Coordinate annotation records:
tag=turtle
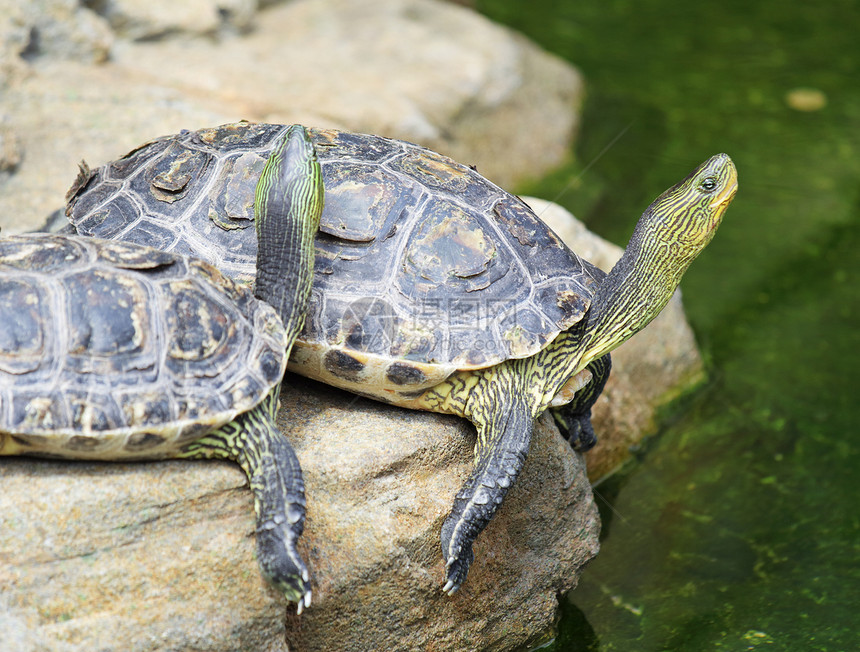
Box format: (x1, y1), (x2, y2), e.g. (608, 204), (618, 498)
(66, 122), (737, 594)
(0, 123), (322, 613)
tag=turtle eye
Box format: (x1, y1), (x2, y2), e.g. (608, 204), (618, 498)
(702, 177), (717, 192)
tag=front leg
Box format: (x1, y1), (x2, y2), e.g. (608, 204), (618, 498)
(441, 383), (534, 595)
(552, 353), (612, 452)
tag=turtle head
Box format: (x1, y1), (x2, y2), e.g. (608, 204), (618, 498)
(640, 154), (738, 266)
(579, 154), (738, 368)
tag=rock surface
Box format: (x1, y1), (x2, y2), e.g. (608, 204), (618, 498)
(524, 197), (705, 482)
(0, 199), (701, 652)
(0, 0), (582, 232)
(0, 0), (701, 652)
(0, 376), (599, 652)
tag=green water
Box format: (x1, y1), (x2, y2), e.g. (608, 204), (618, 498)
(477, 0), (860, 652)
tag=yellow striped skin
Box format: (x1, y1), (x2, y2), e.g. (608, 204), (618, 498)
(409, 154), (737, 593)
(184, 125), (323, 613)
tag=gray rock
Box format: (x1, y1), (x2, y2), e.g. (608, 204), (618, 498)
(0, 376), (599, 652)
(0, 0), (581, 232)
(0, 0), (113, 64)
(0, 199), (701, 651)
(91, 0), (257, 41)
(524, 192), (705, 482)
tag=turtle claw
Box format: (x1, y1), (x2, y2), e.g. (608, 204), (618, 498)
(442, 548), (474, 596)
(296, 589), (311, 616)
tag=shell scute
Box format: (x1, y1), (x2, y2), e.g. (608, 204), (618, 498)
(69, 123), (599, 392)
(0, 277), (50, 374)
(63, 269), (154, 362)
(75, 194), (144, 242)
(0, 234), (286, 458)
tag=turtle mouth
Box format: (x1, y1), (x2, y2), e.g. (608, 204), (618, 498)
(711, 173), (738, 209)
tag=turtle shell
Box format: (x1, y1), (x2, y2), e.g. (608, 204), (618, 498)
(67, 123), (602, 393)
(0, 234), (286, 459)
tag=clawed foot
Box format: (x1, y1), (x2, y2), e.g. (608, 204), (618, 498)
(442, 546), (475, 595)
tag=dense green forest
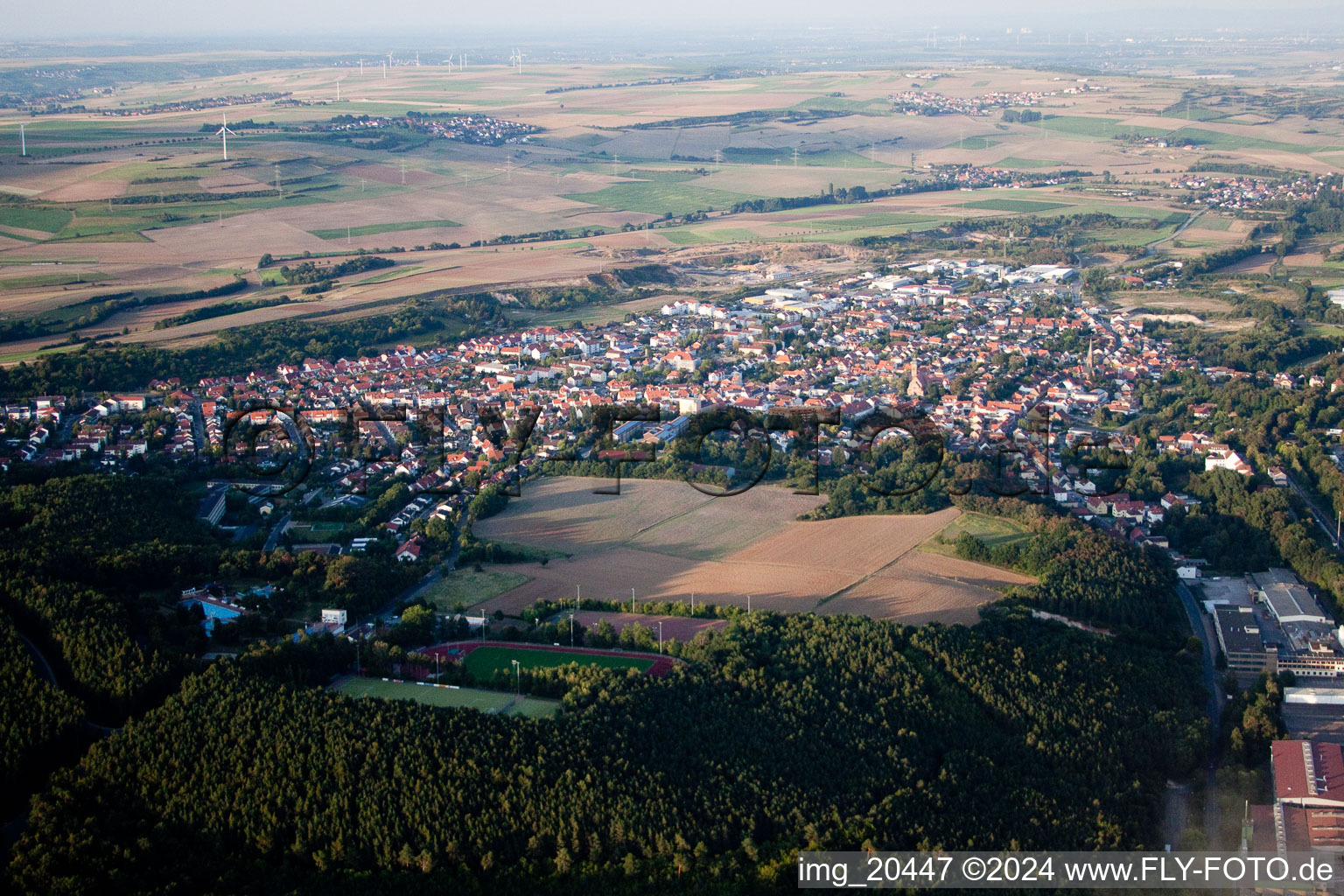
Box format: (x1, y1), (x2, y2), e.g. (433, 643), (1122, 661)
(10, 610), (1207, 893)
(0, 610), (83, 816)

## WHAT IS BEING ASKED
Rescale the stretch of records from the line containing "tag=turtle mouth" through the end of the records, repeating every line, requests included. Multiply each coordinate in the answer boxes by 1.85 and round to whole numbers with halves rounded up, keeping the format samples as they are and leaving out the pictures.

## RESPONSE
tag=turtle mouth
Box format: (x1, y1), (x2, y2), e.g. (608, 204), (618, 498)
(1315, 320), (1365, 387)
tag=turtle shell
Box format: (x1, y1), (x2, y2), e.g. (608, 204), (618, 498)
(124, 228), (1114, 727)
(0, 433), (529, 849)
tag=clawed foot
Box format: (x1, y1), (x2, y2), e.g. (608, 204), (618, 498)
(818, 1010), (879, 1101)
tag=dense green forest
Box format: (x1, y1), (x2, y2), e.g. (433, 643), (1122, 661)
(19, 1129), (2233, 1652)
(0, 1129), (154, 1510)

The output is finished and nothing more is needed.